**ISTRUZIONE SCRITTA A**
Riscrivi il brano sulla questione abitativa, cominciando da "c)      Valutazione ed" e proseguendo fino a "abusivi non condonati.", e sostituisci "Censimento" con "Rilevazione".

Si consiglia di verificare e meglio approfondire l’analisi sulla questione abitativa approfondendo, in particolare, i seguenti quattro punti:

a)      verifica dei dati attraverso l’acquisizione da altre fonti e controlli incrociati;

b)      attenta acquisizione ed analisi dei dati relativi al crescente fenomeno dell’immigrazione in modo da valutare correttamente l’incidenza che esso può avere sulla questione abitativa;

c)      Valutazione ed analisi sulla percentuale di dinieghi, e conseguenti abbattimenti, che potranno scaturire dalla futura definizione delle oltre 70.000 pratiche del condono edilizio

d)      Censimento degli insediamenti abusivi non condonati.

 

Osservazione 8) Inadeguatezza delle risposte date alla questione abitativa

A prescindere dalle considerazioni dell’osservazione precedente, la variante in esame, pur ponendo la questione abitativa (le cui tensioni sociali alle quali ha dato origine recentemente sono ben note) vi ha posto rimedio in maniera insufficiente intervenendo in modo da arrivare soddisfare meno della metà del fabbisogno calcolato, ponendosi, come visto, nelle condizioni più favorevoli. Quello della casa è un diritto che non può e non deve essere negato a nessuno. È per questo che chiediamo uno studio più attento ed una maggiore razionalizzazione degli interventi che, siamo convinti, potranno portare ad ottenere un discreto numero di alloggi in più di quelli programmati.

**VOCI FORNITE**
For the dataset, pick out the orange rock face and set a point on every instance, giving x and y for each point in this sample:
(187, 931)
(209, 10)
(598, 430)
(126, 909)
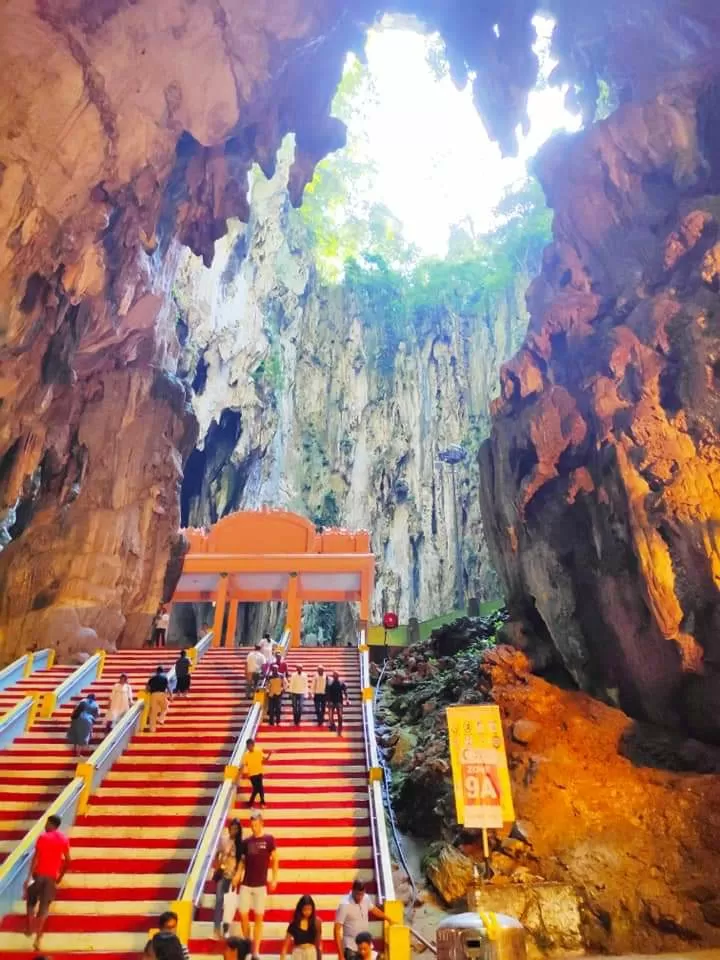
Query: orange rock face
(607, 471)
(639, 843)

**ISTRUZIONE SCRITTA B**
Riporta per intero tutte le righe fornite, compreso il testo che precede le coordinate. Sposta di -56 ogni valore delle coordinate date come risposta e lascia invariate le coordinate di esempio. Ometti le immagini.

**SOLUZIONE DEL COMPITO A**
c)      Valutazione ed analisi sulla percentuale di dinieghi, e conseguenti abbattimenti, che potranno scaturire dalla futura definizione delle oltre 70.000 pratiche del condono edilizio

d)      Rilevazione degli insediamenti abusivi non condonati.

**SOLUZIONE DEL COMPITO B**
For the dataset, pick out the orange rock face and set a point on every instance, giving x and y for each point in this sample:
(187, 931)
(209, 10)
(598, 430)
(126, 909)
Query: orange rock face
(551, 415)
(583, 787)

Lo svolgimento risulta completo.